■ Set exercise
Look for "Question: Can you identify the fingernail" in the listing below, then copy exactly the line it appears in and all lines after it to the end, and nothing more.

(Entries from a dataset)
..............................

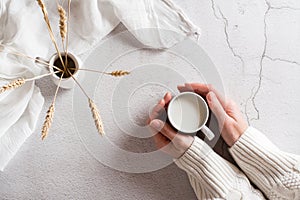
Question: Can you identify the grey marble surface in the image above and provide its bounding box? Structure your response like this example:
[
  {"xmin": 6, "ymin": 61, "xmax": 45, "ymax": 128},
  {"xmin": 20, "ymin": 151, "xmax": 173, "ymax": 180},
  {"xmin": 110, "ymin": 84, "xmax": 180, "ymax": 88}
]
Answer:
[{"xmin": 0, "ymin": 0, "xmax": 300, "ymax": 200}]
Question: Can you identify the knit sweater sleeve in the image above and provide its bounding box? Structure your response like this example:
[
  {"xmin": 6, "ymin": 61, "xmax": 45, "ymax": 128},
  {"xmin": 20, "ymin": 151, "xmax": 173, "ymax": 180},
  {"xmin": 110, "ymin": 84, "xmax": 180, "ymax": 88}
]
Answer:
[
  {"xmin": 229, "ymin": 127, "xmax": 300, "ymax": 200},
  {"xmin": 175, "ymin": 137, "xmax": 264, "ymax": 200}
]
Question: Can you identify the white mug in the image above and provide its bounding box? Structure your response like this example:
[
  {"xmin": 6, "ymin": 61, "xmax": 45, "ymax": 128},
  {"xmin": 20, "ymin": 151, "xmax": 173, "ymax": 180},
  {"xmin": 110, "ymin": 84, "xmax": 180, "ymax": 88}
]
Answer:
[
  {"xmin": 167, "ymin": 92, "xmax": 215, "ymax": 140},
  {"xmin": 35, "ymin": 52, "xmax": 82, "ymax": 89}
]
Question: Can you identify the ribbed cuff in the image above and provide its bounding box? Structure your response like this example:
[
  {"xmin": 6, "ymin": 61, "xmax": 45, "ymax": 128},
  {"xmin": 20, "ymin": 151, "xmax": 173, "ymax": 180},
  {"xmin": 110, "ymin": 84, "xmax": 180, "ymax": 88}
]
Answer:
[
  {"xmin": 175, "ymin": 137, "xmax": 236, "ymax": 198},
  {"xmin": 229, "ymin": 127, "xmax": 297, "ymax": 194}
]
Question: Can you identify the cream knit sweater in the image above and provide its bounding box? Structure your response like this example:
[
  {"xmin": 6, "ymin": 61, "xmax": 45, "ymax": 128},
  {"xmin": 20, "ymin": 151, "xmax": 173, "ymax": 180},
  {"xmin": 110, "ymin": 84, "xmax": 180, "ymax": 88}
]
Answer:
[{"xmin": 175, "ymin": 127, "xmax": 300, "ymax": 200}]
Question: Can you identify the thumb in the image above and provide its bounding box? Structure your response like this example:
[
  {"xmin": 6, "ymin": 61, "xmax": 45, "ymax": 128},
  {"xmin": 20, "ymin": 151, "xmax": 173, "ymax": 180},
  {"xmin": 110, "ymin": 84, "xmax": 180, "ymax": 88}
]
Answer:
[{"xmin": 206, "ymin": 92, "xmax": 227, "ymax": 130}]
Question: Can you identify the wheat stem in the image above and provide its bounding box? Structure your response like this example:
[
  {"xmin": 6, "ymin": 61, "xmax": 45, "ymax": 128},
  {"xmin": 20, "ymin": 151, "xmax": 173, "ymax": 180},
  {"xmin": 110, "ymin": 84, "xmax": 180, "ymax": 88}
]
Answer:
[
  {"xmin": 63, "ymin": 69, "xmax": 105, "ymax": 135},
  {"xmin": 88, "ymin": 98, "xmax": 105, "ymax": 136},
  {"xmin": 70, "ymin": 68, "xmax": 130, "ymax": 77},
  {"xmin": 0, "ymin": 78, "xmax": 25, "ymax": 94},
  {"xmin": 37, "ymin": 0, "xmax": 65, "ymax": 68},
  {"xmin": 56, "ymin": 0, "xmax": 68, "ymax": 52},
  {"xmin": 67, "ymin": 68, "xmax": 90, "ymax": 99},
  {"xmin": 65, "ymin": 0, "xmax": 71, "ymax": 66},
  {"xmin": 25, "ymin": 71, "xmax": 60, "ymax": 82},
  {"xmin": 42, "ymin": 73, "xmax": 64, "ymax": 140},
  {"xmin": 0, "ymin": 44, "xmax": 63, "ymax": 72}
]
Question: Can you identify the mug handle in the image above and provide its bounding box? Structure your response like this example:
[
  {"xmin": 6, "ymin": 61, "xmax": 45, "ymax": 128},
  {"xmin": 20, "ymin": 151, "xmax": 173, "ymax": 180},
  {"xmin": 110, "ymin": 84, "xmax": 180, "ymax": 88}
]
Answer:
[
  {"xmin": 201, "ymin": 125, "xmax": 215, "ymax": 141},
  {"xmin": 34, "ymin": 57, "xmax": 49, "ymax": 70}
]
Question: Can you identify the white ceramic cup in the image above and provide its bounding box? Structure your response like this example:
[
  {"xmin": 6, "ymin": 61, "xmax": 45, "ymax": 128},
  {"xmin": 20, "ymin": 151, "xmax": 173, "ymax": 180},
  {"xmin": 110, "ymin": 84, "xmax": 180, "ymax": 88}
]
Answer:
[
  {"xmin": 167, "ymin": 92, "xmax": 215, "ymax": 140},
  {"xmin": 35, "ymin": 52, "xmax": 82, "ymax": 89}
]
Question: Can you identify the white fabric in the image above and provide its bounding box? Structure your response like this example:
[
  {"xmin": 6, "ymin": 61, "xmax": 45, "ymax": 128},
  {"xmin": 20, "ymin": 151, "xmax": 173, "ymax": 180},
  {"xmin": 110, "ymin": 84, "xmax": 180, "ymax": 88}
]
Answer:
[
  {"xmin": 175, "ymin": 127, "xmax": 300, "ymax": 200},
  {"xmin": 0, "ymin": 0, "xmax": 199, "ymax": 170}
]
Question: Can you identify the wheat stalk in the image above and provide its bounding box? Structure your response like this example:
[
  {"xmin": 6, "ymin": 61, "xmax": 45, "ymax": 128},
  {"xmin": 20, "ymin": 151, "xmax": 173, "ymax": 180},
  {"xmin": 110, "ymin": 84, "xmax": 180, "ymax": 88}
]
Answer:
[
  {"xmin": 42, "ymin": 103, "xmax": 55, "ymax": 140},
  {"xmin": 0, "ymin": 44, "xmax": 63, "ymax": 72},
  {"xmin": 67, "ymin": 68, "xmax": 105, "ymax": 136},
  {"xmin": 89, "ymin": 98, "xmax": 105, "ymax": 136},
  {"xmin": 65, "ymin": 0, "xmax": 71, "ymax": 66},
  {"xmin": 42, "ymin": 73, "xmax": 64, "ymax": 140},
  {"xmin": 0, "ymin": 78, "xmax": 25, "ymax": 94},
  {"xmin": 105, "ymin": 70, "xmax": 130, "ymax": 77},
  {"xmin": 57, "ymin": 5, "xmax": 67, "ymax": 44},
  {"xmin": 70, "ymin": 68, "xmax": 130, "ymax": 77},
  {"xmin": 37, "ymin": 0, "xmax": 65, "ymax": 68}
]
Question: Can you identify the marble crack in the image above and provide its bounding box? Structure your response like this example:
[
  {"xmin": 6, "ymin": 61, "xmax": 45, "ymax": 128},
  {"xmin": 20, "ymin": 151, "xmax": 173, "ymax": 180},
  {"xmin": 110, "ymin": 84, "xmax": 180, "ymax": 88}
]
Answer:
[
  {"xmin": 265, "ymin": 55, "xmax": 300, "ymax": 66},
  {"xmin": 250, "ymin": 1, "xmax": 272, "ymax": 121},
  {"xmin": 211, "ymin": 0, "xmax": 245, "ymax": 67},
  {"xmin": 267, "ymin": 5, "xmax": 300, "ymax": 11}
]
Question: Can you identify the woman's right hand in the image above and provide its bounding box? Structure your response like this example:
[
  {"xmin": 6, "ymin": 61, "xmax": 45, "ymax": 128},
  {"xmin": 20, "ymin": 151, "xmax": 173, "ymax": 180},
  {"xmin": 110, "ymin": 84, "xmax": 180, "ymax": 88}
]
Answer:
[{"xmin": 178, "ymin": 83, "xmax": 248, "ymax": 147}]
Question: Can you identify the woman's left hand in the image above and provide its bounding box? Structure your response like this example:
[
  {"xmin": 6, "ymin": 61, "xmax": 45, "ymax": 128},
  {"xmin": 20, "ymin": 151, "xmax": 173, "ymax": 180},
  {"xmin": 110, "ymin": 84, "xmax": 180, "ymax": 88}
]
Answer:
[{"xmin": 148, "ymin": 93, "xmax": 194, "ymax": 158}]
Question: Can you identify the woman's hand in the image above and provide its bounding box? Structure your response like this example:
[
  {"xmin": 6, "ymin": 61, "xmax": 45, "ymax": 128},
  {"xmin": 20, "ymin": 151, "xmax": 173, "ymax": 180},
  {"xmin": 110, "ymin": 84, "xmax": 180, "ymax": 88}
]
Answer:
[
  {"xmin": 178, "ymin": 83, "xmax": 248, "ymax": 147},
  {"xmin": 148, "ymin": 93, "xmax": 194, "ymax": 158}
]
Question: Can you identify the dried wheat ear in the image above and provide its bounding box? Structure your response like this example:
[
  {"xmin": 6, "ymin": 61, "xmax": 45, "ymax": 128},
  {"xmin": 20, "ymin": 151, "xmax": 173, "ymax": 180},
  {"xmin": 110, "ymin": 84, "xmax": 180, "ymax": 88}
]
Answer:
[
  {"xmin": 0, "ymin": 78, "xmax": 25, "ymax": 94},
  {"xmin": 42, "ymin": 103, "xmax": 55, "ymax": 140},
  {"xmin": 89, "ymin": 99, "xmax": 105, "ymax": 136}
]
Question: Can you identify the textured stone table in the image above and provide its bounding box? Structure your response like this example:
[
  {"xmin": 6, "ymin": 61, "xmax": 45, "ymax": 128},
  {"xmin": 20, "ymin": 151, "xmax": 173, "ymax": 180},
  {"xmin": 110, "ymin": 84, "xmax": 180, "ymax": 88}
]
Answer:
[{"xmin": 0, "ymin": 0, "xmax": 300, "ymax": 200}]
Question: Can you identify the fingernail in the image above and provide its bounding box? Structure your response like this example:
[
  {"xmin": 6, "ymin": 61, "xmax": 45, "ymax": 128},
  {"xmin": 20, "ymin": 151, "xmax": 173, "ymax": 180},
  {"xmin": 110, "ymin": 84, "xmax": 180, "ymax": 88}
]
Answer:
[
  {"xmin": 206, "ymin": 92, "xmax": 214, "ymax": 102},
  {"xmin": 150, "ymin": 120, "xmax": 161, "ymax": 130}
]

..............................

■ Result
Question: Can you identify the fingernail in the image above and provide its bounding box? Structure your response like this example:
[
  {"xmin": 6, "ymin": 61, "xmax": 45, "ymax": 128},
  {"xmin": 20, "ymin": 151, "xmax": 173, "ymax": 180},
  {"xmin": 110, "ymin": 84, "xmax": 180, "ymax": 88}
]
Answer:
[
  {"xmin": 206, "ymin": 92, "xmax": 214, "ymax": 102},
  {"xmin": 150, "ymin": 120, "xmax": 161, "ymax": 130}
]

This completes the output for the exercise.